> _Problem to solve_
Put the lines below, starting at the one containing "Mark the region of each instance of the kitchen" and ending with the final line, into a Markdown table with the columns "Number" and "Line". Leave out blank lines.

> _Recorded data_
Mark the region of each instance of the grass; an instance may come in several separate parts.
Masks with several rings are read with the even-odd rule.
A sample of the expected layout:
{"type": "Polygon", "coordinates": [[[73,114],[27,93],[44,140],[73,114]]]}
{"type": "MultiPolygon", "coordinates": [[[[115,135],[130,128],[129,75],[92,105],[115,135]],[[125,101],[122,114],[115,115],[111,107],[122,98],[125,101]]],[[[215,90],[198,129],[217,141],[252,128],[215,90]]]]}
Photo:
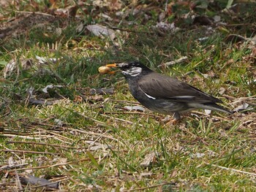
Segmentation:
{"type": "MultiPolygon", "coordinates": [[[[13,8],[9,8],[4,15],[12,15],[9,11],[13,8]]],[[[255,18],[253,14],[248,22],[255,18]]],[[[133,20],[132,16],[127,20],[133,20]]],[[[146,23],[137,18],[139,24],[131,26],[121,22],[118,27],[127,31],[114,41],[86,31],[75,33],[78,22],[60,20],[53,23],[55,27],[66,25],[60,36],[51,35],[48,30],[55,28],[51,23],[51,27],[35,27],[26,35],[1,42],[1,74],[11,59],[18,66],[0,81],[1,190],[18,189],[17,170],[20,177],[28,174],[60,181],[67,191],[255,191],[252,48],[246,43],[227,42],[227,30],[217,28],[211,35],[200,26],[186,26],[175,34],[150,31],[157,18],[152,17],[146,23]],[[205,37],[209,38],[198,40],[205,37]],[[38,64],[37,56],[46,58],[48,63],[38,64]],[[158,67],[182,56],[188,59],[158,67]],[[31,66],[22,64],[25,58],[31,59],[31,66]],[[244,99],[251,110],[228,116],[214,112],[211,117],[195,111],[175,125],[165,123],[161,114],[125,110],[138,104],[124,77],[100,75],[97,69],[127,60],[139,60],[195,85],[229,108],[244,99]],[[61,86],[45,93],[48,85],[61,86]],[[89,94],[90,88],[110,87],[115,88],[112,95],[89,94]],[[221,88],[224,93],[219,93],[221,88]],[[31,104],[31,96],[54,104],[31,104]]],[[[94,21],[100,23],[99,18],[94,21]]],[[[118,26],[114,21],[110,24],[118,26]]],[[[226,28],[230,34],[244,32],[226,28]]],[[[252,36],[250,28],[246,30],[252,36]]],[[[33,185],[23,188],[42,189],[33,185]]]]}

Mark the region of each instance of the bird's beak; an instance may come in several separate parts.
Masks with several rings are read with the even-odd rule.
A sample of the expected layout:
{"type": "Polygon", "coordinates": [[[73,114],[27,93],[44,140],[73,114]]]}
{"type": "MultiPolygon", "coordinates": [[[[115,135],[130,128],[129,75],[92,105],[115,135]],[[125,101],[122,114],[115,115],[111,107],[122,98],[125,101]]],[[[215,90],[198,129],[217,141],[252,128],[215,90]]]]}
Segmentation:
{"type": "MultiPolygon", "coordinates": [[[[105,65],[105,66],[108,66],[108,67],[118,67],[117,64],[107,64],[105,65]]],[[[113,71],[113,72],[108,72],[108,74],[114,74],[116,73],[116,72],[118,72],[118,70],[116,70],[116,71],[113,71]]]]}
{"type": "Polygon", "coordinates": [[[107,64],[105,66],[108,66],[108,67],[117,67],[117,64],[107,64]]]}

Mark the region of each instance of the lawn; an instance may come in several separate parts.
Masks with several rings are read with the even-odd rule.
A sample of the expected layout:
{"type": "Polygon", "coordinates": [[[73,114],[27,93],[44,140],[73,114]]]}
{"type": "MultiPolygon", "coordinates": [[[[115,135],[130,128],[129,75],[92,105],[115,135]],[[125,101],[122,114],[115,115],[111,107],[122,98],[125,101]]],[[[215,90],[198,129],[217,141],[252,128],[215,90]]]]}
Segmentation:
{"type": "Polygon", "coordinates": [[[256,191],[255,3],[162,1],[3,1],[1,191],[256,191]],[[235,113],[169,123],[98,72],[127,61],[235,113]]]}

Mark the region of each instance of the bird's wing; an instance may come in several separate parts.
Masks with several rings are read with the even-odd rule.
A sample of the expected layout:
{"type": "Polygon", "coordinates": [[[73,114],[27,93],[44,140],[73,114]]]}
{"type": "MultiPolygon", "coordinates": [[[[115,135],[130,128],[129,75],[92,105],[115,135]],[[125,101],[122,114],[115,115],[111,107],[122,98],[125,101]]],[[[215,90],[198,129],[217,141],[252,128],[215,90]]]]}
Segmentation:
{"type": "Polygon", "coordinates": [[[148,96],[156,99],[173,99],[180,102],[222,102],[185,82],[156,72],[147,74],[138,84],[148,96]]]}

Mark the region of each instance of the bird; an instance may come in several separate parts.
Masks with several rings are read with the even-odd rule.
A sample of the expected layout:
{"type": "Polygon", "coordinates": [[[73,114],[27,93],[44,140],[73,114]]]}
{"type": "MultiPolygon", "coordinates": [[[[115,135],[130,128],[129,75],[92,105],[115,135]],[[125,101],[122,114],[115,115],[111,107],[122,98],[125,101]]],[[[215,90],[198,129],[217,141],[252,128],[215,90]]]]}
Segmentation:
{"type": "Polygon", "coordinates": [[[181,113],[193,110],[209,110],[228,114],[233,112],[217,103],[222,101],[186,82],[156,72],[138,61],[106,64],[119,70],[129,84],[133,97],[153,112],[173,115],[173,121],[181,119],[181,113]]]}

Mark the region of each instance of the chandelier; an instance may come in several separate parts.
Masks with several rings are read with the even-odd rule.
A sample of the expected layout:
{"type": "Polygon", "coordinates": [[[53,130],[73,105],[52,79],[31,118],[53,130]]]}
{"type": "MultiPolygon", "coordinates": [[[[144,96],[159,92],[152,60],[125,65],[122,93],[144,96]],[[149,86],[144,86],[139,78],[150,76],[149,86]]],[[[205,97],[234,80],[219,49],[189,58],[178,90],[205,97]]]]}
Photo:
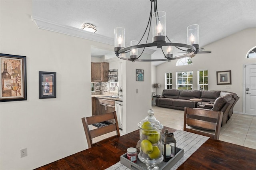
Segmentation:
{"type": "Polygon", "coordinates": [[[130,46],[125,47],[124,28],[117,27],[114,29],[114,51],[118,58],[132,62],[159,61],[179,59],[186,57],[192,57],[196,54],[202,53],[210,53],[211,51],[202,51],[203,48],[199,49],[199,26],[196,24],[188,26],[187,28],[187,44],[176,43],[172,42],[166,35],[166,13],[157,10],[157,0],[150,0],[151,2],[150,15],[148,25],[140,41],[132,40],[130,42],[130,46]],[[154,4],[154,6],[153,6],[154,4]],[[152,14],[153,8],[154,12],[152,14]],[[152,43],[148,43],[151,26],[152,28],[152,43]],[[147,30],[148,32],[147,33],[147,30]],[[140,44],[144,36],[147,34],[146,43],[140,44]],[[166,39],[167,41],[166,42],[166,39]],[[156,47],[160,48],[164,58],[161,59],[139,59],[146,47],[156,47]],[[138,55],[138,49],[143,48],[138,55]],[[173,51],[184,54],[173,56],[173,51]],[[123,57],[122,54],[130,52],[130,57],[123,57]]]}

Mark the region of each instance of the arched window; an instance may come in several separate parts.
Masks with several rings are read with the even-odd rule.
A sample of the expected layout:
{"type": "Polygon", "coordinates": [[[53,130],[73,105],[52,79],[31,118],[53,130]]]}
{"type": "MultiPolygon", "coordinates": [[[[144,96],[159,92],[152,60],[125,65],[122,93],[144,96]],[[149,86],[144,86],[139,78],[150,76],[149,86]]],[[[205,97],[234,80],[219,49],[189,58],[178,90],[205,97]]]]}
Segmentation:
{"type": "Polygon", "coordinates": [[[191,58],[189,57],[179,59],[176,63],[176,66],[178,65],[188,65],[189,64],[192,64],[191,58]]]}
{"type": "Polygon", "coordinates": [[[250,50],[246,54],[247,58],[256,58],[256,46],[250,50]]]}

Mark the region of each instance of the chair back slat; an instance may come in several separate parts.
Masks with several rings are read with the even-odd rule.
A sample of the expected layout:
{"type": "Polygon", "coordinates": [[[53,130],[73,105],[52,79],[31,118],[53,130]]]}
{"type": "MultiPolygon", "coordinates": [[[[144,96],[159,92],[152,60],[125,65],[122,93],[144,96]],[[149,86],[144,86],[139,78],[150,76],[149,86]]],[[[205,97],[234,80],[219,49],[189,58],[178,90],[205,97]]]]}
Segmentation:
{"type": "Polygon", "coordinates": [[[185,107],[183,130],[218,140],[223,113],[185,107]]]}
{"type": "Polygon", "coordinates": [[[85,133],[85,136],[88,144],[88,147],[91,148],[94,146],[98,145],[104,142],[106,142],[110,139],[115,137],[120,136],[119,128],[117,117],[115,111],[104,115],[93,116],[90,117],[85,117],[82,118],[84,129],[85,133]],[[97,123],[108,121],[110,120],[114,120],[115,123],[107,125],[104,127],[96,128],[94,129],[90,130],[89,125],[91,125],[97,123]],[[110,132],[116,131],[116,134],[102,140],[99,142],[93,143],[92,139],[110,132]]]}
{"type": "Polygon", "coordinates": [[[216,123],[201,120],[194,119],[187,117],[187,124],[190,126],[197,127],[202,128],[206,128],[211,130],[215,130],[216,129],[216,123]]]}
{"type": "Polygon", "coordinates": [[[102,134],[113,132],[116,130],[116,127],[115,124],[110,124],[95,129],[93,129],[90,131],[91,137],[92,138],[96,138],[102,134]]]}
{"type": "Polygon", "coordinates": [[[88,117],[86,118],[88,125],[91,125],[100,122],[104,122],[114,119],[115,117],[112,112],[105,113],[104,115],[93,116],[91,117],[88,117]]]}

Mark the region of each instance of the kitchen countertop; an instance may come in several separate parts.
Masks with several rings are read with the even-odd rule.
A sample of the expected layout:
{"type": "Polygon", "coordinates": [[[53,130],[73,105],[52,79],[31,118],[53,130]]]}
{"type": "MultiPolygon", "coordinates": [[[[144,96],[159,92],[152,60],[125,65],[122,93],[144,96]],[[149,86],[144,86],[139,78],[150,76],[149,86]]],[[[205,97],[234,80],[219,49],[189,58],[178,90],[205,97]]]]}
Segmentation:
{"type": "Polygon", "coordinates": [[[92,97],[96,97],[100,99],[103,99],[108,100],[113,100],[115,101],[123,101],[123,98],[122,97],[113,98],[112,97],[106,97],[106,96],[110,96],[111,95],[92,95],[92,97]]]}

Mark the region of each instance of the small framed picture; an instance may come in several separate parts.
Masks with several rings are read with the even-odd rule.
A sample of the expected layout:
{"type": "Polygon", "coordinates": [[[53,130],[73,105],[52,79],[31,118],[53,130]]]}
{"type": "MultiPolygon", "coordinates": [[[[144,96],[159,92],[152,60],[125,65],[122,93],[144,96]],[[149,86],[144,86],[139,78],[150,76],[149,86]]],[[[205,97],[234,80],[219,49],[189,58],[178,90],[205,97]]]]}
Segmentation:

> _Result of the exercise_
| Number | Line |
|---|---|
| 1 | Mark the region of each instance of the kitchen countertop; an instance may come in several separate parts. |
| 2 | Masks with several rings are read with the even-odd rule. |
| 3 | A sample of the expected layout: |
| 4 | {"type": "Polygon", "coordinates": [[[53,130],[73,105],[52,79],[31,118],[53,130]]]} |
| 5 | {"type": "MultiPolygon", "coordinates": [[[[144,96],[159,92],[152,60],[125,65],[122,93],[144,96]],[[149,86],[144,86],[139,78],[150,76],[149,86]]],[[[205,97],[234,80],[219,49],[189,58],[178,90],[205,97]]]]} |
| 6 | Segmentation: |
| 7 | {"type": "Polygon", "coordinates": [[[92,97],[96,97],[100,99],[103,99],[108,100],[113,100],[115,101],[123,101],[123,98],[122,97],[113,98],[112,97],[106,97],[106,96],[110,96],[111,95],[92,95],[92,97]]]} |
| 8 | Mark the region of each instance of the small framed picture; an instance may come in several separate parts. |
| 9 | Masks with several rings are read with the even-odd rule. |
| 10 | A sample of the expected layout: |
| 11 | {"type": "Polygon", "coordinates": [[[53,130],[73,105],[52,79],[31,118],[53,130]]]} |
| 12 | {"type": "MultiPolygon", "coordinates": [[[[144,96],[159,92],[152,60],[125,65],[122,93],[144,96]],[[149,86],[144,86],[139,78],[150,76],[149,86]]],[[[205,97],[234,80],[219,49],[189,58],[178,90],[205,97]]]]} |
| 13 | Segmentation: |